[What you will do] Copy out all of the data below, switching "even-odd" to "nonzero" wherever it appears and leaving everything else as it is.

=======

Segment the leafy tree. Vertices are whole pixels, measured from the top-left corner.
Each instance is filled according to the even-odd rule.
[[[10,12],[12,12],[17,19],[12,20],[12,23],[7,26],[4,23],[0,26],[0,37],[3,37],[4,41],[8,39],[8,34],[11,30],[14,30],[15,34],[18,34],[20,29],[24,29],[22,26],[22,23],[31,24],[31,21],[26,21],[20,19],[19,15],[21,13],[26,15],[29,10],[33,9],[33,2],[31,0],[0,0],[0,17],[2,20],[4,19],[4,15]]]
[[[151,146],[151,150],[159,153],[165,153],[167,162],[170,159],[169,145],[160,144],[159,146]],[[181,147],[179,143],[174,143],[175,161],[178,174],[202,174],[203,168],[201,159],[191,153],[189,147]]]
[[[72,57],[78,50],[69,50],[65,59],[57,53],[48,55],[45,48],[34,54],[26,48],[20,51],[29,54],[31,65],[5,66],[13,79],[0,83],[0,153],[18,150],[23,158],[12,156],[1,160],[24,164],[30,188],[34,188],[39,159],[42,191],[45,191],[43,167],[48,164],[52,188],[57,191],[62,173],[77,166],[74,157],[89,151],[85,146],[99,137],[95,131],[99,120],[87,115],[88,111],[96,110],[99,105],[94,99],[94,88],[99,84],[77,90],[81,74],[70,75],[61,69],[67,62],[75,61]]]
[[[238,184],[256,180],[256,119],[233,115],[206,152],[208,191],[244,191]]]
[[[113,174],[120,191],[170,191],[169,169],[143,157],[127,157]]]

=======

[Solution]
Segment the leafy tree. Vertices are whole pixels, measured from the top-left corner.
Each instance is filled according to the nonzero rule.
[[[10,12],[12,12],[17,19],[12,20],[12,23],[7,26],[4,23],[0,26],[0,37],[3,37],[4,41],[8,39],[8,34],[11,30],[14,30],[15,34],[18,34],[20,29],[24,29],[22,26],[22,23],[31,24],[31,21],[26,21],[20,19],[19,15],[21,13],[26,15],[29,10],[33,9],[33,2],[31,0],[0,0],[0,17],[2,20],[4,19],[4,15]]]
[[[151,146],[151,150],[159,153],[165,153],[167,162],[170,159],[169,145],[160,144],[159,146]],[[181,147],[179,143],[174,143],[175,161],[178,174],[202,174],[203,168],[201,159],[191,153],[189,147]]]
[[[72,57],[78,50],[69,50],[65,59],[57,53],[48,55],[45,48],[34,54],[26,48],[20,51],[29,54],[31,65],[5,66],[13,79],[0,83],[0,153],[18,150],[23,158],[12,156],[1,160],[24,164],[30,188],[34,188],[39,159],[42,191],[45,191],[43,167],[48,164],[52,188],[57,191],[62,173],[77,166],[74,157],[89,151],[85,146],[99,137],[95,131],[99,120],[87,115],[88,111],[96,110],[99,105],[94,99],[94,88],[99,84],[77,90],[81,74],[70,75],[61,69],[67,62],[75,61]]]
[[[238,184],[256,180],[256,119],[233,115],[206,152],[208,191],[244,191]]]
[[[113,174],[120,191],[170,191],[169,169],[143,157],[127,157]]]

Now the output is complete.